» Work required
Having found the line containing "Give the outline of every instance of the concrete" in the data below, reproduce that line and each one after it to the end, exactly, and include nothing else.

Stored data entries

----

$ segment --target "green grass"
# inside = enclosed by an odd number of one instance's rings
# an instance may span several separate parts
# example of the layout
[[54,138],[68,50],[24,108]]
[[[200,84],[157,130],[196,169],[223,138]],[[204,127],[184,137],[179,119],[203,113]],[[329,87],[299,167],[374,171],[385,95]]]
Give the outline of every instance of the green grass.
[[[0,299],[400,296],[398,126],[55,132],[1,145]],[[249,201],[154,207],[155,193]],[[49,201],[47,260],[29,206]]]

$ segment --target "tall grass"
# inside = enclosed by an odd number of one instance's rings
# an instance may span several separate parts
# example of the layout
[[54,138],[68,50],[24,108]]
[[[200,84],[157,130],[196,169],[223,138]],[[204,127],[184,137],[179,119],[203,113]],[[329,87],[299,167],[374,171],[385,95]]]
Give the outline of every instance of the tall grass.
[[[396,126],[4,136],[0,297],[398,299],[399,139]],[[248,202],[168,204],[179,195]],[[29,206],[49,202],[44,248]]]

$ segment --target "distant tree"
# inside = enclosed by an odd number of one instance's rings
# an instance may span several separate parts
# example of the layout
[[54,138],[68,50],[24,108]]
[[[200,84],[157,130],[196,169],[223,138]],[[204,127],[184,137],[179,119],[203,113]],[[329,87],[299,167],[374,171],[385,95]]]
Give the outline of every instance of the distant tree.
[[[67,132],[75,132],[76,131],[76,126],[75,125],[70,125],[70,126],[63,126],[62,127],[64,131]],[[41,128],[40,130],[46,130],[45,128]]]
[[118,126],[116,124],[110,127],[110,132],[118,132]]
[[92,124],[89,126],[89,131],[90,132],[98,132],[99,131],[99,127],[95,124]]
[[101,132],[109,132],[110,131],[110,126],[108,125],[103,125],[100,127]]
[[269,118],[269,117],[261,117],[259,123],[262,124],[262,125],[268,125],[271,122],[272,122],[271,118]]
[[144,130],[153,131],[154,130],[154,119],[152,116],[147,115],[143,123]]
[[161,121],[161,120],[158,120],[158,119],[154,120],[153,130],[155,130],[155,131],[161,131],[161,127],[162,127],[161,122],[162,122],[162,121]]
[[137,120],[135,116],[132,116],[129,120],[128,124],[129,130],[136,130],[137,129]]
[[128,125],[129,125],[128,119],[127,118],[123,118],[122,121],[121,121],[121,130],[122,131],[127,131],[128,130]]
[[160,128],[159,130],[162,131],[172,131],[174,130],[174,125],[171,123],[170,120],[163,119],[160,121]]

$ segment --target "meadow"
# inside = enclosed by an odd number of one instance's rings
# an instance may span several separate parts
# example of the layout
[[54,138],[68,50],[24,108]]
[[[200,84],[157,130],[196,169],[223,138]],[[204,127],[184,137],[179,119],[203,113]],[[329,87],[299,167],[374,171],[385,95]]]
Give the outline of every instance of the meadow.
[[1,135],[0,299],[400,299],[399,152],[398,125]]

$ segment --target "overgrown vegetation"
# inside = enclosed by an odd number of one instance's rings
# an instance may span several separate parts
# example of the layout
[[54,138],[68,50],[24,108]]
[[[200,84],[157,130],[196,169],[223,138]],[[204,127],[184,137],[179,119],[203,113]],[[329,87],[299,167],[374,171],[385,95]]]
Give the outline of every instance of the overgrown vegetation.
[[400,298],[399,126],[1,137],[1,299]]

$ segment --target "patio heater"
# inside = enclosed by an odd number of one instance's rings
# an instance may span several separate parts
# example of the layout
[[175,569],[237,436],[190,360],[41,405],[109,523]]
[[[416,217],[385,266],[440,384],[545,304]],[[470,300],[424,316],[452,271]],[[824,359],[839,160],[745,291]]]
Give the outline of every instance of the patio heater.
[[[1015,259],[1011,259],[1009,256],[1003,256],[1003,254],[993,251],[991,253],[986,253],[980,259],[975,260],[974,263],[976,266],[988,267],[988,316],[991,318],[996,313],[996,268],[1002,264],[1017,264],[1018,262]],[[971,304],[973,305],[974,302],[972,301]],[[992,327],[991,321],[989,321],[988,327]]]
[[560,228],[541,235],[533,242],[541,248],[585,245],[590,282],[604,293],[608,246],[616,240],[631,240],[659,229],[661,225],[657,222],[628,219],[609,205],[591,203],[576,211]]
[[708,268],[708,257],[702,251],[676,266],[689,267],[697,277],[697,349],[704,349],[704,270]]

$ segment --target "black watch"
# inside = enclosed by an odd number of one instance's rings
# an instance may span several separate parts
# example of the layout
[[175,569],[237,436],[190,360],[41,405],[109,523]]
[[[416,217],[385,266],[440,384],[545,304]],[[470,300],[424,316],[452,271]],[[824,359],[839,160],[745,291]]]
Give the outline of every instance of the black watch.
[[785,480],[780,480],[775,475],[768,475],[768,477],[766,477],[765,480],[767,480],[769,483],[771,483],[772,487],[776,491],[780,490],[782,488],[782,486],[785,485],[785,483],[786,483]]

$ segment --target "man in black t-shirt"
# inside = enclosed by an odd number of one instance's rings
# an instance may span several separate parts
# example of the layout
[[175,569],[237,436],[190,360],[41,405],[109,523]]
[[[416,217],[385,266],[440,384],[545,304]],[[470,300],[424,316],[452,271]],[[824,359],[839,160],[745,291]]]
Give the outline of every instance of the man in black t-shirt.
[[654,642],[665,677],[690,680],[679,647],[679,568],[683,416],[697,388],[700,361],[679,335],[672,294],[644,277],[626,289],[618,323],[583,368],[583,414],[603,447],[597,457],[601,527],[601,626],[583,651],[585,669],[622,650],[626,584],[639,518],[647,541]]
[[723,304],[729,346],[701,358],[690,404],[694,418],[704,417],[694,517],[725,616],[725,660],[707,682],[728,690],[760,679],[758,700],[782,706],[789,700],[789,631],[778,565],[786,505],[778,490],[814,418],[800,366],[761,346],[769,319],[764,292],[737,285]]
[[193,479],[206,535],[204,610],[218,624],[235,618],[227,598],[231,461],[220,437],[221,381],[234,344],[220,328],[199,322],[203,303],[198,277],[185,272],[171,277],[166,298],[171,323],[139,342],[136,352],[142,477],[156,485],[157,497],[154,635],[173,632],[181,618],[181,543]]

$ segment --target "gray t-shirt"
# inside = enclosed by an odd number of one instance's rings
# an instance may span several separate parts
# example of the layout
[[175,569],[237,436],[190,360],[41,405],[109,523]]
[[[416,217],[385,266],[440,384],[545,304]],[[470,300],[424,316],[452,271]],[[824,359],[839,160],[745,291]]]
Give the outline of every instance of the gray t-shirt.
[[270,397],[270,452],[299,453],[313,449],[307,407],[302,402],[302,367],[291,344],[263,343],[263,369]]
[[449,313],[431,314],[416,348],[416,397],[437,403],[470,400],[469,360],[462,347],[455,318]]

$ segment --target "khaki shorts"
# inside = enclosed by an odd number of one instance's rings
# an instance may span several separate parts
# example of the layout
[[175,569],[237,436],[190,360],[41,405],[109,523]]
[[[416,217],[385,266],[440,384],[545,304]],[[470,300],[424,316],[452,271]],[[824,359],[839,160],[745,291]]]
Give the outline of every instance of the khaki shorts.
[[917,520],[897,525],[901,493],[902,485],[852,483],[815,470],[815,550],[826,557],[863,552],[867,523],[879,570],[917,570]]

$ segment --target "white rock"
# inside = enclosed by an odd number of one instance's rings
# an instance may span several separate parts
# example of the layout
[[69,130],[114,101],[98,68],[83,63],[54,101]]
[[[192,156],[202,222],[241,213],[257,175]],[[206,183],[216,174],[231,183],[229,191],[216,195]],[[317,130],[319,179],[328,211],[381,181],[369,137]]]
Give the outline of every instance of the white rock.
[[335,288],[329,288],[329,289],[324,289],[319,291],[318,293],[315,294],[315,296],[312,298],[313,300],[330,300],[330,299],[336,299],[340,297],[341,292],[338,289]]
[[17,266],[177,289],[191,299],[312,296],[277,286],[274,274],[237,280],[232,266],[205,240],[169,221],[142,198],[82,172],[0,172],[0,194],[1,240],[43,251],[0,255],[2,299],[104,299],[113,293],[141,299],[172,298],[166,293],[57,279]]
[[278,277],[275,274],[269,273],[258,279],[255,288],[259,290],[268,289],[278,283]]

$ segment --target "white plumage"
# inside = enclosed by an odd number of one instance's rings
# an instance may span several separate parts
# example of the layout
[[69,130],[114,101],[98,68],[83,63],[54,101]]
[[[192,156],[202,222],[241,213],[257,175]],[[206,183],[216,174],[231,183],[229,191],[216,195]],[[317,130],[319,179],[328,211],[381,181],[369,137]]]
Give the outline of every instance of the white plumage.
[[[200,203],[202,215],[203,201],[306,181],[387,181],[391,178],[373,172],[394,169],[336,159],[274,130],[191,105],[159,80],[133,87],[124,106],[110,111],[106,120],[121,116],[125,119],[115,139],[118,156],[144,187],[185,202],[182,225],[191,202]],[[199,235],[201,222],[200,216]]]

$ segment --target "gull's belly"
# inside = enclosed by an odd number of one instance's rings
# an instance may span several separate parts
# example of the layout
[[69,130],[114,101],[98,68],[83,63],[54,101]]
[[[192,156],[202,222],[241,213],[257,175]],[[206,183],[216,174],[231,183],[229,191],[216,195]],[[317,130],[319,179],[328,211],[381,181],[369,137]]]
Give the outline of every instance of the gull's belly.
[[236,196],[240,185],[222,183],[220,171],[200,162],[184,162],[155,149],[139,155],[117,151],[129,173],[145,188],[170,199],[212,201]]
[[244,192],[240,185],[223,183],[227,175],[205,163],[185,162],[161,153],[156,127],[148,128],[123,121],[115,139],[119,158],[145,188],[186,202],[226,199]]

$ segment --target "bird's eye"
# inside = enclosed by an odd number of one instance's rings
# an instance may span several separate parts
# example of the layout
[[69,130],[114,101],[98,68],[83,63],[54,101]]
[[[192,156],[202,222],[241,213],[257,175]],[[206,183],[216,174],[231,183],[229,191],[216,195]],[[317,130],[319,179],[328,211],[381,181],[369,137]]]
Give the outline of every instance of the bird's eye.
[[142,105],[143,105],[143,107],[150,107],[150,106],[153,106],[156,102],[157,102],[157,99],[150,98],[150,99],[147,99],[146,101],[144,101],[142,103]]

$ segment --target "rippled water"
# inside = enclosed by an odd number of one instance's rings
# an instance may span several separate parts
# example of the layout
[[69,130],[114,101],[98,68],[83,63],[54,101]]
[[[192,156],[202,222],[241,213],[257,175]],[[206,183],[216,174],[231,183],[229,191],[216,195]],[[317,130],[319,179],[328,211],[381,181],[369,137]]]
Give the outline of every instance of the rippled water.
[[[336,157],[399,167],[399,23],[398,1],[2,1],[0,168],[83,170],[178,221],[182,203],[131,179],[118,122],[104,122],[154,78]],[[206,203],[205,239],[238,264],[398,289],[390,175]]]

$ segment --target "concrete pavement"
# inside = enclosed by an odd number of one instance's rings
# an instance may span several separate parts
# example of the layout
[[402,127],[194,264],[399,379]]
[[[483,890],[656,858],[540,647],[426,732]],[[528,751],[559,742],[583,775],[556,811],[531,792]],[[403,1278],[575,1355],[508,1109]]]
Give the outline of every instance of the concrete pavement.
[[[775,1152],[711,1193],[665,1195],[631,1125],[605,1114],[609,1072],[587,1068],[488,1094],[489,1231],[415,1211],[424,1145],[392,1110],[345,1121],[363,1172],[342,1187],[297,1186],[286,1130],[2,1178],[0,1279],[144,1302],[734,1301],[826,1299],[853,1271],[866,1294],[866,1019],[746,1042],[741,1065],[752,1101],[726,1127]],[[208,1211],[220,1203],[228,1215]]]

----

» Exercise answer
Give the outline of every instance of the concrete pavement.
[[[775,1152],[711,1193],[665,1195],[631,1125],[605,1114],[609,1072],[587,1068],[488,1094],[489,1231],[415,1211],[424,1145],[392,1110],[345,1121],[363,1172],[342,1187],[297,1186],[286,1130],[2,1178],[0,1279],[144,1302],[734,1301],[826,1299],[853,1271],[866,1294],[866,1019],[746,1042],[741,1065],[752,1101],[726,1127]],[[208,1211],[220,1203],[228,1215]]]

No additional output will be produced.